Over one billion prescriptions have been given out in England each year since 2014, which, incredibly, is small in comparison to the USA, which currently leads the way as the most prevalent users of prescribed drugs.
Consuming 75 percent of all pharmaceuticals, despite only making up 5 percent of the world population. Millions of people are heavily reliant on drugs, which is regrettably unsurprising due to what we’ve been conditioned to believe about health and healing.
Growing up, at the early signs of sickness, my I would be taken to the doctor’s surgery to be given a diagnosis and pick up a prescription. Sound familiar? The consequence of this conditioning is an unhealthy dependency on doctors and a helplessness to heal without the popping of pharmaceuticals.
Go beyond the conditioning to be a victim to conditions
Medical professionals, taught by classical institutions, are often trained to view the body as separate from the mind and focus on finding physical reasons for physical conditions. Diagnoses are generally given based upon the collection of symptoms showing up within the body. If you have swelling, stiffness and pain in your joints, then you’ve got arthritis. If you have tiredness and weight gain then your thyroid may not be working properly.

◆ **Provided material**
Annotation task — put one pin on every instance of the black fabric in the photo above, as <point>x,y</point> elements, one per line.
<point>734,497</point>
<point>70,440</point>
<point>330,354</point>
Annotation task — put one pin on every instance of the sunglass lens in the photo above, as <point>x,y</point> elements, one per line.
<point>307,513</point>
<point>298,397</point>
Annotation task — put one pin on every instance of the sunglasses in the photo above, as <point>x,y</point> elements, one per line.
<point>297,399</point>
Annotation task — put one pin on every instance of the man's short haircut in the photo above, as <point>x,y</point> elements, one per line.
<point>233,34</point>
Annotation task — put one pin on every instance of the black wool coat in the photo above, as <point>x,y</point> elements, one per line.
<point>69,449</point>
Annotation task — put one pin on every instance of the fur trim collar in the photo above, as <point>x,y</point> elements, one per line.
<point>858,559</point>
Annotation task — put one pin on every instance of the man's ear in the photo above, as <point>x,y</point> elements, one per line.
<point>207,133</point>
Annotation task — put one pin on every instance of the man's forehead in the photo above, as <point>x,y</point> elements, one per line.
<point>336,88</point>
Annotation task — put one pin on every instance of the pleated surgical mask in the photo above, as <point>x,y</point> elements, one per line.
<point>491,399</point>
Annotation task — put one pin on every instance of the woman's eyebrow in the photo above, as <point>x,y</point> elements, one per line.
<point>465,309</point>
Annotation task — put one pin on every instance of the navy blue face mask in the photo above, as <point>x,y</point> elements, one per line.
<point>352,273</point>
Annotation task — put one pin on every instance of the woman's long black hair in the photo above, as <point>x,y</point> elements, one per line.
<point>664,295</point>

◆ **Task brief**
Using the prescription article, answer these:
1. Since what year have over one billion prescriptions been given out in England each year?
2. What share of all pharmaceuticals does the USA consume?
3. Which symptoms in the joints lead to a diagnosis of arthritis?
This material was taken from a separate source.

◆ **Final answer**
1. 2014
2. 75 percent
3. Swelling, stiffness and pain